+++ SÉLECTION
Du simple bourg aux portes fortifiées : la grande aventure médiévale de Roye

5 juin 2025

Les premières traces : Roye avant le grand tournant


À l’orée du Moyen Âge, Roye n’est encore qu’un modeste bourg, bâti sur une butte, entre Somme et Santerre. Quelques rares indices, à peine une poignée, suggèrent une occupation ancienne. On mentionne la présence d’une villa gallo-romaine, située non loin de l’actuelle porte Saint-Pierre (source : Bulletin de la Société des Antiquaires de Picardie). Mais c’est véritablement à partir du IX siècle, avec l’essor des premiers seigneurs locaux, que les grandes lignes de la ville se dessinent. La position de Roye, au carrefour d’axes commerciaux antiques, attire déjà quelques chalands, mais rien encore ne laisse présager l’effervescence à venir.

L’essor économique du XI au XIII siècle : quand Roye prend racine


Entre le XI et le XIII siècle, Roye entre dans la lumière : le commerce et l’artisanat explosent. La bourgade, placée sur la route d’Amiens à Compiègne, voit passer marchandises, pèlerins et messagers. L’activité agricole environnante — blé, orge, vignes même ! — structure le premier marché. Mais l’artisanat ne tarde pas à suivre, tiré par la demande nouvelle d’une population en hausse.
++++++
+++ EXTRAIT DE SOURCE
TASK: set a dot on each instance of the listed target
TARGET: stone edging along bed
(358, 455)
++++++
# À FAIRE
1. Recopiez mot pour mot le passage du texte sur Roye au Moyen Âge, de "Les premières traces" jusqu'à "l’effervescence à venir." inclus.
2. D'après le texte sur Roye au Moyen Âge, près de quelle porte actuelle se trouvait la villa gallo-romaine mentionnée ?
3. Poursuivez le texte sur l'histoire médiévale de Roye à la suite de sa dernière phrase.

# RÉPONSES
1.
Les premières traces : Roye avant le grand tournant


À l’orée du Moyen Âge, Roye n’est encore qu’un modeste bourg, bâti sur une butte, entre Somme et Santerre. Quelques rares indices, à peine une poignée, suggèrent une occupation ancienne. On mentionne la présence d’une villa gallo-romaine, située non loin de l’actuelle porte Saint-Pierre (source : Bulletin de la Société des Antiquaires de Picardie). Mais c’est véritablement à partir du IX siècle, avec l’essor des premiers seigneurs locaux, que les grandes lignes de la ville se dessinent. La position de Roye, au carrefour d’axes commerciaux antiques, attire déjà quelques chalands, mais rien encore ne laisse présager l’effervescence à venir.

2. Non loin de l'actuelle porte Saint-Pierre.

3.
  • En 1153, Roye obtient une charte communale des comtes de Vermandois, attestant le développement urbain et un début d’autonomie (source : Jules Finot, “Recherches sur l’histoire de Roye”, 1891).
  • La ville s’organise autour de ses métiers : tisserands, tanneurs, boulangers, forgerons s’installent en cœur de ville, dans des rues qui portent parfois encore leur nom aujourd’hui.
  • Les foires de Roye gagnent en réputation. On vient de tout le Santerre et bien au-delà pour acheter, vendre, négocier sous la halle (source : Jacques Verger, “Le commerce des foires en Picardie médiévale”, 1998).

Ce foisonnement attire évidemment les convoitises… et les moyens de défense.

Des murailles qui protègent… et qui affirment


L’un des atouts les plus spectaculaires du développement de Roye, ce sont ses fameuses fortifications médiévales. Dès le XII siècle, on élève une enceinte redoutable : remparts de pierres, fossés, portes massives. Au XIII siècle, Roye compte pas moins de quatre portes principales — Saint-Pierre, Ham, Pontoise, Paris —, surveillées jour et nuit (source : Georges Duruy, “Les fortifications médiévales de la Somme”, 1937).

  • La ville n’est pas fortifiée par coquetterie, mais par nécessité : la région est alors la proie des guerres féodales, puis, plus tard, des affrontements franco-bourguignons.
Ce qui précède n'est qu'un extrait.